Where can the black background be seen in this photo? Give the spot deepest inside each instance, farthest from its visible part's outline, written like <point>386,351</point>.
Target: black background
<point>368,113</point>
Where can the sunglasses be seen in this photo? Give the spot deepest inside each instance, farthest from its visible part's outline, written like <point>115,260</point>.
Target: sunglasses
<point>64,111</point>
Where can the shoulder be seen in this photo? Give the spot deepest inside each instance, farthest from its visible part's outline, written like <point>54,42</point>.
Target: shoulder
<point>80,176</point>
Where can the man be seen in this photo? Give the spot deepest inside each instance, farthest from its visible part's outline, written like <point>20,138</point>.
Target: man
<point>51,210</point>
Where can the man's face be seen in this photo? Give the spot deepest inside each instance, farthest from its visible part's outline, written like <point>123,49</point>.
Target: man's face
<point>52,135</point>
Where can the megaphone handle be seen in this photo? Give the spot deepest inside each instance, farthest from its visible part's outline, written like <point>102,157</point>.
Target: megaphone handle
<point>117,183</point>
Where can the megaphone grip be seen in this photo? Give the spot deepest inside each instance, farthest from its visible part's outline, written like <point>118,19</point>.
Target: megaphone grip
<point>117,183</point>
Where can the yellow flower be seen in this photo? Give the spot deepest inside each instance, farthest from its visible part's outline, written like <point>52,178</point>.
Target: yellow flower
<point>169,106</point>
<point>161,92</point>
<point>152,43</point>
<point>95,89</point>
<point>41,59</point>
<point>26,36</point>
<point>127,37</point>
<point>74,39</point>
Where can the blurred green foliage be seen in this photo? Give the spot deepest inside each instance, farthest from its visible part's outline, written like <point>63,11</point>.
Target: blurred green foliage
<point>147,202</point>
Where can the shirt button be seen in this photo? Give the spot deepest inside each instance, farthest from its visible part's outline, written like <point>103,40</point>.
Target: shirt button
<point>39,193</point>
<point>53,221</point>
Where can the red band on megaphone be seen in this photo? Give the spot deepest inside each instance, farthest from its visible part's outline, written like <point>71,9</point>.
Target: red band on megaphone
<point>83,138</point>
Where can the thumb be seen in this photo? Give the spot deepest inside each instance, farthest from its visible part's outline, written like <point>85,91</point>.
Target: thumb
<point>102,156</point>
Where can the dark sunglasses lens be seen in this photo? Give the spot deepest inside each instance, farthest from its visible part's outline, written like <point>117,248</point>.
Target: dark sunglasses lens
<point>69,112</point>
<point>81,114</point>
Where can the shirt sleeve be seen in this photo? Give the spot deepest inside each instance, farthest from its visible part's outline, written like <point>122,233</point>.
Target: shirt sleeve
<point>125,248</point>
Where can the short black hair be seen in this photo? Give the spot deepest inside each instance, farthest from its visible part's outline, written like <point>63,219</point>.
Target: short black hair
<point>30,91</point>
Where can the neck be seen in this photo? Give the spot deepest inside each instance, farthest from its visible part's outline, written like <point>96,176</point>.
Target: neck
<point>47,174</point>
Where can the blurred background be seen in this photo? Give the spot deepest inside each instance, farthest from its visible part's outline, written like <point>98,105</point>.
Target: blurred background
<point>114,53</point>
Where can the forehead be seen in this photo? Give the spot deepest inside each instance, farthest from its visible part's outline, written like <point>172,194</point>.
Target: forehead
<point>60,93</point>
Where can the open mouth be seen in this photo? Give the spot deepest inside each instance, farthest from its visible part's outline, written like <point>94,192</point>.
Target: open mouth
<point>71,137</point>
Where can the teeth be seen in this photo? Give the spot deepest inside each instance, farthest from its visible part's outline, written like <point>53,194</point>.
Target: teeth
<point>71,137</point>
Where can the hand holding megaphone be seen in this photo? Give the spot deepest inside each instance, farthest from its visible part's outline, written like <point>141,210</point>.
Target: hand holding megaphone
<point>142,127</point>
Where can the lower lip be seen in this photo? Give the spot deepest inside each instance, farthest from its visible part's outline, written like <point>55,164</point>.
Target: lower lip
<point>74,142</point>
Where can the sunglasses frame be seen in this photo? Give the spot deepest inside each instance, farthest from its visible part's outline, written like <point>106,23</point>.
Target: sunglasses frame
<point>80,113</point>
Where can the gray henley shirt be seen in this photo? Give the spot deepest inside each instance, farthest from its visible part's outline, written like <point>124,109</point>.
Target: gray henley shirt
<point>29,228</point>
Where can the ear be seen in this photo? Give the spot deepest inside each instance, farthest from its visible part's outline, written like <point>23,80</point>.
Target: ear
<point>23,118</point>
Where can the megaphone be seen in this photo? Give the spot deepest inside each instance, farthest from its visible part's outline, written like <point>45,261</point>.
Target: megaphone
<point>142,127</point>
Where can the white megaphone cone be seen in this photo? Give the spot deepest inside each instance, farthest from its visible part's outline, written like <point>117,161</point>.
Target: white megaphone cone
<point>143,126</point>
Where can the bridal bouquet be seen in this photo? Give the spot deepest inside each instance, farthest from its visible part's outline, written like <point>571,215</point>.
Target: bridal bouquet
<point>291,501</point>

● ● ●

▶ [TASK INSTRUCTIONS]
Rewrite all the data above as a Markdown table with two columns, No. and Line, putting the row number in No. and the line itself in Line and leaving out any blank lines.

▶ [TASK RESPONSE]
| No. | Line |
|---|---|
| 1 | Where can the black background be seen in this photo? Give the spot deepest inside each instance, farthest from its visible part's outline, written like <point>386,351</point>. |
| 2 | Target: black background |
| 3 | <point>368,113</point> |
| 4 | Where can the sunglasses be seen in this photo? Give the spot deepest inside each instance, farthest from its visible part's outline, written like <point>115,260</point>. |
| 5 | Target: sunglasses |
| 6 | <point>64,111</point> |
| 7 | Where can the shoulder be seen in this photo? Give the spot deepest inside each instance, farthest from its visible part's outline, written like <point>54,42</point>. |
| 8 | Target: shoulder |
| 9 | <point>80,176</point> |
| 10 | Where can the man be seen in this photo? Give the spot deepest inside each instance, farthest from its visible part's outline, written like <point>20,138</point>. |
| 11 | Target: man |
| 12 | <point>51,210</point> |
| 13 | Where can the man's face be seen in this photo? Give the spot deepest inside each instance, farthest from its visible part's outline, written like <point>123,49</point>. |
| 14 | Target: man's face |
| 15 | <point>52,135</point> |
| 16 | Where can the megaphone handle be seen in this photo? Give the spot deepest inside each instance, farthest from its visible part's outline, written like <point>102,157</point>. |
| 17 | Target: megaphone handle |
| 18 | <point>117,183</point> |
| 19 | Where can the megaphone grip be seen in this photo? Give the spot deepest inside each instance, farthest from its visible part's outline, written like <point>118,19</point>. |
| 20 | Target: megaphone grip |
| 21 | <point>117,183</point> |
| 22 | Where can the yellow flower be seen in this photo? Give the spot deepest inside each instance, farthest from its visible part's outline, written like <point>52,178</point>. |
| 23 | Target: yellow flower |
| 24 | <point>169,106</point> |
| 25 | <point>161,92</point> |
| 26 | <point>152,43</point> |
| 27 | <point>95,89</point> |
| 28 | <point>41,59</point> |
| 29 | <point>26,36</point> |
| 30 | <point>127,37</point> |
| 31 | <point>74,39</point> |
| 32 | Where can the blurred green foliage be seen in this photo? Give the spot deepest inside each instance, farthest from its visible part's outline, written like <point>63,11</point>. |
| 33 | Target: blurred green foliage |
| 34 | <point>147,202</point> |
| 35 | Where can the shirt button be seen in this photo? Give the spot deepest inside each instance, farthest from its visible part's outline, written like <point>103,40</point>. |
| 36 | Target: shirt button |
| 37 | <point>39,193</point> |
| 38 | <point>53,221</point> |
| 39 | Where can the red band on megaphone be seen in this photo? Give the spot deepest inside each instance, farthest from its visible part's outline, written like <point>71,9</point>. |
| 40 | Target: red band on megaphone |
| 41 | <point>83,138</point> |
| 42 | Where can the thumb be seen in this photo? Give the spot deepest inside each instance, farthest from its visible part's outline, written like <point>85,91</point>. |
| 43 | Target: thumb |
| 44 | <point>102,156</point> |
| 45 | Where can the dark sunglasses lens be seen in this photo? Give the spot deepest inside each instance, farthest from its visible part's outline, written like <point>117,248</point>. |
| 46 | Target: dark sunglasses lens |
| 47 | <point>69,112</point> |
| 48 | <point>81,114</point> |
| 49 | Where can the shirt sleeve be seen in this photo? Give the spot deepest inside each instance, farthest from its visible part's outline, written like <point>122,233</point>. |
| 50 | Target: shirt sleeve |
| 51 | <point>125,248</point> |
| 52 | Where can the short black hair be seen in this photo? Give the spot deepest inside each instance, farthest from its visible part's outline, written like <point>63,219</point>. |
| 53 | Target: short black hair |
| 54 | <point>30,91</point> |
| 55 | Where can the neck be seen in this photo? Give the spot deepest inside each instance, farthest from its visible part's outline, written like <point>96,176</point>. |
| 56 | Target: neck |
| 57 | <point>47,174</point> |
| 58 | Where can the blurred background be seen in this photo? Give the spot deepest inside each instance, farthest from its visible part's outline, written like <point>98,105</point>. |
| 59 | Target: blurred background |
| 60 | <point>114,53</point> |
| 61 | Where can the forehead be seen in this photo? Give the spot deepest inside each instance, farthest from its visible part's outline, written like <point>172,194</point>. |
| 62 | Target: forehead |
| 63 | <point>60,93</point> |
| 64 | Where can the open mouth be seen in this photo? Give the spot deepest inside each instance, farthest from its visible part's outline, written like <point>94,192</point>. |
| 65 | Target: open mouth |
| 66 | <point>71,137</point> |
| 67 | Where can the teeth be seen in this photo? Give the spot deepest inside each instance, farthest from its visible part's outline, written like <point>53,194</point>. |
| 68 | Target: teeth |
| 69 | <point>71,137</point> |
| 70 | Where can the hand holding megaphone be seen in this photo? Give the spot deepest inside each instance, farthest from its visible part's outline, written like <point>141,210</point>. |
| 71 | Target: hand holding megaphone |
| 72 | <point>142,127</point> |
| 73 | Where can the lower lip be seen in this photo? Give the spot deepest inside each instance, farthest from its visible part's outline, written like <point>55,164</point>. |
| 74 | Target: lower lip |
| 75 | <point>74,142</point> |
| 76 | Where can the sunglasses frame be seen in this photo? Give the spot deepest inside each instance, farthest from its visible part's outline, written like <point>106,23</point>. |
| 77 | Target: sunglasses frame |
| 78 | <point>80,113</point> |
| 79 | Where can the gray henley shirt be seen in this photo? Give the spot deepest inside each instance, farthest from its visible part's outline, written like <point>124,109</point>. |
| 80 | Target: gray henley shirt |
| 81 | <point>29,228</point> |
| 82 | Where can the ear be seen in this photo? Give the spot deepest inside each instance, farthest from its visible part's outline, written like <point>23,80</point>. |
| 83 | Target: ear |
| 84 | <point>23,118</point> |
| 85 | Where can the megaphone be seen in this photo? Give the spot deepest inside each instance, farthest from its visible part's outline, written like <point>45,261</point>. |
| 86 | Target: megaphone |
| 87 | <point>142,127</point> |
| 88 | Where can the white megaphone cone be seen in this photo? Give the spot deepest inside each instance, farthest from its visible part's outline, written like <point>117,161</point>. |
| 89 | Target: white megaphone cone |
| 90 | <point>143,126</point> |
| 91 | Where can the bridal bouquet be seen in this photo? Give the spot deepest inside each instance, farthest from its visible part's outline, written like <point>571,215</point>. |
| 92 | Target: bridal bouquet |
| 93 | <point>291,501</point> |